AANGELEVERDE TEKST =>
┄┄┄┄┄┄

Het gebeurt maar zelden dat de achterafbuurten
van grote wereldsteden in beeld komen, al zeker niet wanneer verhalen daarover
uit de pen vloeien van iemand die de binnenkant ervan lijfelijk heeft ervaren.
Zo’n uitzonderlijk iemand is Geovani Martins. Het bandeloze en ronduit
gevaarlijke leven in de favela’s van het Braziliaanse Rio de Janeiro met zijn
drugs- en geweldcultuur waar niemand enige vat op heeft, vormde de biotoop van
zijn jeugdjaren. Pas op zijn vijftiende zag hij hoe een school er van binnen uitzag!
Maar zijn schrijftalent bleef niet lang onopgemerkt, hij werd daarin
aangemoedigd, en dat leidde goed tien jaar later tot deze eerste bundel korte
verhalen. Uiteraard gewijd aan het baldadige leven – helaas ook vaak het
óverleven - in de god-noch-gebodsfeer van de Braziliaanse banlieues.
De dertien verhalen
in deze bundel moeten het niet hebben van ingenieus opgezette plots, uitgedacht
zeg maar ter verheerlijking van de branie en het surplus aan testosteron dat de
viriele jongerenbevolking in de favela’s van Rio kenmerkt. Integendeel, je zou
ze eerder moeten omschrijven als kleurige schetsen van de omineuze sfeer die er
het alledaagse leven in een soort wurggreep houdt. Het permanente onbehagen in
de stadsrand wordt niet enkel veroorzaakt door het onconventioneel en uitdagend
gedrag van het jonge volkje gedreven door zijn allesoverheersende omgang met
drugs, maar evenzeer door de weinig efficiënte maar al even overheersende
aanwezigheid van een corrupte politiemacht, die hen steevast opjaagt. Het lijkt
wel een spelletje voor (half)volwassenen.

┄┄┄┄┄┄

WAT JE DOET =>
1. Vat de alinea die begint met "De dertien verhalen" uit de tekst over Geovani Martins samen in een lijst, met behoud van de belangrijkste feiten.
2. Schrijf uit de tekst over Geovani Martins letterlijk het stuk over tussen "Zo’n uitzonderlijk iemand" en "de Braziliaanse banlieues.", beide inbegrepen.
De records zijn niet nodig.

AANGELEVERDE RECORDS =>
┄┄┄┄┄┄

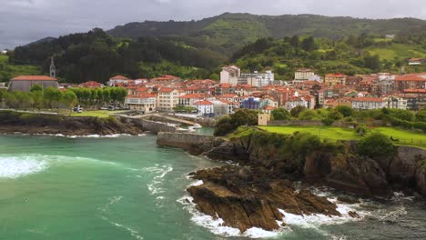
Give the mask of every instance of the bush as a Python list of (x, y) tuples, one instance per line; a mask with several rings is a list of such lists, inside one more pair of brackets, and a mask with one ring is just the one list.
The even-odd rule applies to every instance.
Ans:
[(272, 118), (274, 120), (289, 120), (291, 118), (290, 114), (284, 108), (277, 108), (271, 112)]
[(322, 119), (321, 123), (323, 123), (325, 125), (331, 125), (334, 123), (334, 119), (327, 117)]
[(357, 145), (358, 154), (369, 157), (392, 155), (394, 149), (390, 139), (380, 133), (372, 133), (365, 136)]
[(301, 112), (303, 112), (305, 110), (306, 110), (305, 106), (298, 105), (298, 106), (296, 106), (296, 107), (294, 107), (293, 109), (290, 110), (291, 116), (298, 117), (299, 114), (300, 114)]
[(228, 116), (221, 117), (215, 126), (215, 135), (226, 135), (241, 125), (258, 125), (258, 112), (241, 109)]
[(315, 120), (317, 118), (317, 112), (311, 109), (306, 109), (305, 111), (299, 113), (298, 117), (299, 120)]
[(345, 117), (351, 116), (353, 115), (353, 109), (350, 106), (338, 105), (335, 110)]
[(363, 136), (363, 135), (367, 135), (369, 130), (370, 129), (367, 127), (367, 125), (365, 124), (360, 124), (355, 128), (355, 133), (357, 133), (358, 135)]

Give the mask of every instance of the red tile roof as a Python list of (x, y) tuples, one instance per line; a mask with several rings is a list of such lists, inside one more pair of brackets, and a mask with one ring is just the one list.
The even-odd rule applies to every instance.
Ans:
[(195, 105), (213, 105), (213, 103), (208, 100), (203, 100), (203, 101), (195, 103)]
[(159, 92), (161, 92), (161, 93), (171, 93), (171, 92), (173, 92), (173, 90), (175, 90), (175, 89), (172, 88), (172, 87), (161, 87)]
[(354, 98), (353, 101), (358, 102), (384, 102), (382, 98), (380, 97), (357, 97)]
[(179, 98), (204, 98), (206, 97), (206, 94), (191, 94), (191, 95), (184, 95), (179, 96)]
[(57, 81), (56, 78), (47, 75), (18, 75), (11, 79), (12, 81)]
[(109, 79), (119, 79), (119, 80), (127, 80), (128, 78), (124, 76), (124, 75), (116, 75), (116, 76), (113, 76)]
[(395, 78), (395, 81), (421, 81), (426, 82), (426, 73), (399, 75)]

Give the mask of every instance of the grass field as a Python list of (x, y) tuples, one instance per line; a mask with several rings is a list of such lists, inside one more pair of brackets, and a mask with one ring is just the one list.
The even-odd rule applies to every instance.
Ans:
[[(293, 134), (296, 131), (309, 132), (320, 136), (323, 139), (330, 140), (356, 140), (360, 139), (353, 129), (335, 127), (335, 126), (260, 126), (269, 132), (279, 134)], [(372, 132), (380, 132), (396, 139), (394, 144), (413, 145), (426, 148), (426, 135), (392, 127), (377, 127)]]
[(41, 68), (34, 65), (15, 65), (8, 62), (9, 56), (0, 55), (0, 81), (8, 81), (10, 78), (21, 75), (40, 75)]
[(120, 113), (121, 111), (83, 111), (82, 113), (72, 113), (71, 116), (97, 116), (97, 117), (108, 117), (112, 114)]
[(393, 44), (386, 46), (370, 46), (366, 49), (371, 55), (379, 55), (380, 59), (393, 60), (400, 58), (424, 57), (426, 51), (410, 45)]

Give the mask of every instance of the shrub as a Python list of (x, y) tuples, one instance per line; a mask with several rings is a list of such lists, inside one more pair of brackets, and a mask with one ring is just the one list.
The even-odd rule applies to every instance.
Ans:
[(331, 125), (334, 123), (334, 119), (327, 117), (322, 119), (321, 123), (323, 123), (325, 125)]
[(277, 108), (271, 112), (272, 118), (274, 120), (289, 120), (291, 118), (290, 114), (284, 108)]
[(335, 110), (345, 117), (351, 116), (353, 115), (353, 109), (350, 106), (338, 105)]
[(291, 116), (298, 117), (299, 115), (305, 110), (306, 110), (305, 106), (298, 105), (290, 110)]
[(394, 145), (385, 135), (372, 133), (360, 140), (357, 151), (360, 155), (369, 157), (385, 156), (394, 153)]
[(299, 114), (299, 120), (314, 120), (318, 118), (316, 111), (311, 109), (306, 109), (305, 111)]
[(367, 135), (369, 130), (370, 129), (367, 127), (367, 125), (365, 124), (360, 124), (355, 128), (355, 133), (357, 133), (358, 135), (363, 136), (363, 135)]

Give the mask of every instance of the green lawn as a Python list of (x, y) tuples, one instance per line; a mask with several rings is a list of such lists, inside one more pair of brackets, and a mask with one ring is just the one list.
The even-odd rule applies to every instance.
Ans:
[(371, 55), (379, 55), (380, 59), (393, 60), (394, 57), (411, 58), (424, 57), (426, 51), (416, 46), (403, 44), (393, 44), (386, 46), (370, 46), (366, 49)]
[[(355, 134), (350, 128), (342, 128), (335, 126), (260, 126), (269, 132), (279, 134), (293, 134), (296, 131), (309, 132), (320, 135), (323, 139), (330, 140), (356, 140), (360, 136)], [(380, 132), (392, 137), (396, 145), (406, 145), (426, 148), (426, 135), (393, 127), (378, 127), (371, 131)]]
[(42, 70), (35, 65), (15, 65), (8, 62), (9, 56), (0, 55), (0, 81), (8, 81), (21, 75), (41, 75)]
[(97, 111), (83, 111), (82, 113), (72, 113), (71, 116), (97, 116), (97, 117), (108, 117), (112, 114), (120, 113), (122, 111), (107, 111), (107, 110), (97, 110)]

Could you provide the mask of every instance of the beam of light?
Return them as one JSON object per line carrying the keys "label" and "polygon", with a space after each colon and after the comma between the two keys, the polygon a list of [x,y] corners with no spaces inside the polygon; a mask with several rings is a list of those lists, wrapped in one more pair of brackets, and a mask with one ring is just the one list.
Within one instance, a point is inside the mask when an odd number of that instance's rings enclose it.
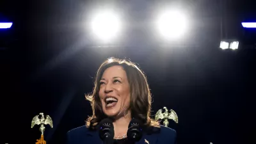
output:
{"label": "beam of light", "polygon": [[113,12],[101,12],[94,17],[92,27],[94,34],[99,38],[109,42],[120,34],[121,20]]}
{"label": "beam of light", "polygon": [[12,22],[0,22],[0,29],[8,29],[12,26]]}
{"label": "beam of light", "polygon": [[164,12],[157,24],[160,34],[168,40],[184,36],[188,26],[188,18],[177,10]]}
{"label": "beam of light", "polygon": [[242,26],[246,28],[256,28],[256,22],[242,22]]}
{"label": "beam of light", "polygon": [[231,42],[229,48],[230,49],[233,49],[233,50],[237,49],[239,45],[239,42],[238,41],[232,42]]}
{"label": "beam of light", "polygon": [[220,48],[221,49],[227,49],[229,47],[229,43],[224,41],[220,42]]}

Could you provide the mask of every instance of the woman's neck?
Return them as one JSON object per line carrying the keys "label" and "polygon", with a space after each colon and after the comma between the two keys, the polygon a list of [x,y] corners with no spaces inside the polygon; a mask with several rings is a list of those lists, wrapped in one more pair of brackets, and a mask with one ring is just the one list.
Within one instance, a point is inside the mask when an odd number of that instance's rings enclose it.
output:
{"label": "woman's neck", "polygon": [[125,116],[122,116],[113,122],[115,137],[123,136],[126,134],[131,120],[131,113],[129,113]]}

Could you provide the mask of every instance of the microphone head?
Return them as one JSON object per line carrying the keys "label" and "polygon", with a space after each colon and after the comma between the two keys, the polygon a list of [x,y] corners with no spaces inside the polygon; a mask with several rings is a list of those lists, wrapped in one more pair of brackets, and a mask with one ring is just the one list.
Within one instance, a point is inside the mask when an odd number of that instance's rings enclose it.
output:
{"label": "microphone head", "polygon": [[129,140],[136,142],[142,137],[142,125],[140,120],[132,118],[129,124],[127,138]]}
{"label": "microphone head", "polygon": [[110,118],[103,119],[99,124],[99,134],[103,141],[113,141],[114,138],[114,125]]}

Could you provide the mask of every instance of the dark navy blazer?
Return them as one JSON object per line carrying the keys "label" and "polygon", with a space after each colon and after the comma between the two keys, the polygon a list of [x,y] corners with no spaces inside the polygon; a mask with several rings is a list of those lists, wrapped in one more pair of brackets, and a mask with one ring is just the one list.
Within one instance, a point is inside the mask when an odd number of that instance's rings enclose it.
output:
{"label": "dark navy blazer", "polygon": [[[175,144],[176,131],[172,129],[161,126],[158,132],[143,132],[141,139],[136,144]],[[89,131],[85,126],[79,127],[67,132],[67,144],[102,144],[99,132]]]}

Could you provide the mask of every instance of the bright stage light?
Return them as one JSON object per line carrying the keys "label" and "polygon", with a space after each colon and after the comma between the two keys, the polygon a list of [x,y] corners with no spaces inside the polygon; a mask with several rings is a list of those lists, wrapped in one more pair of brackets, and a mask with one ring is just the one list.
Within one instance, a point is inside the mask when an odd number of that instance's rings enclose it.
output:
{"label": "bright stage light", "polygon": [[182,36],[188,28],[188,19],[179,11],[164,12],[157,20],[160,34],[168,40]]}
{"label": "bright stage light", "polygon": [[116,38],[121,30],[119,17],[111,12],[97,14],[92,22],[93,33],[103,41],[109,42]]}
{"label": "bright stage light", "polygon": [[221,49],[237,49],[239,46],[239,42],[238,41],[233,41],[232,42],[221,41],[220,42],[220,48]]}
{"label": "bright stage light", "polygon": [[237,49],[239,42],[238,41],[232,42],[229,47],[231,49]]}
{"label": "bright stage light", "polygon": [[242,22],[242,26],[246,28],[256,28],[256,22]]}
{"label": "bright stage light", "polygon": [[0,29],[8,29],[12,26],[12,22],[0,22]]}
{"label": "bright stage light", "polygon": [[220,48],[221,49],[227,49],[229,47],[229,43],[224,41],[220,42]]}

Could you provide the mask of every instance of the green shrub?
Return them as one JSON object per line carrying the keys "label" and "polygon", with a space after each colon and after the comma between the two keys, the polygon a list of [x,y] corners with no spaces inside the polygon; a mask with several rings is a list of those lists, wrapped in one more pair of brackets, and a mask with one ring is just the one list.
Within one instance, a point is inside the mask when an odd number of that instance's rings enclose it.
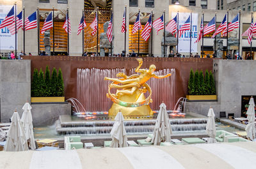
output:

┄┄┄┄┄┄

UITWERKINGEN =>
1.
- De dertien verhalen draaien niet om ingenieuze plots die de branie en het teveel aan testosteron van de jongeren in de favela's van Rio verheerlijken.
- Ze zijn eerder kleurige schetsen van de omineuze sfeer die het alledaagse leven in een wurggreep houdt.
- Het voortdurende onbehagen in de stadsrand komt door het uitdagende gedrag van jongeren die door hun omgang met drugs gedreven worden.
- Het komt evenzeer door een corrupte, weinig efficiënte maar overheersende politie die hen steeds opjaagt.
- Het lijkt wel een spelletje voor (half)volwassenen.

2.
Zo’n uitzonderlijk iemand is Geovani Martins. Het bandeloze en ronduit
gevaarlijke leven in de favela’s van het Braziliaanse Rio de Janeiro met zijn
drugs- en geweldcultuur waar niemand enige vat op heeft, vormde de biotoop van
zijn jeugdjaren. Pas op zijn vijftiende zag hij hoe een school er van binnen uitzag!
Maar zijn schrijftalent bleef niet lang onopgemerkt, hij werd daarin
aangemoedigd, en dat leidde goed tien jaar later tot deze eerste bundel korte
verhalen. Uiteraard gewijd aan het baldadige leven – helaas ook vaak het
óverleven - in de god-noch-gebodsfeer van de Braziliaanse banlieues.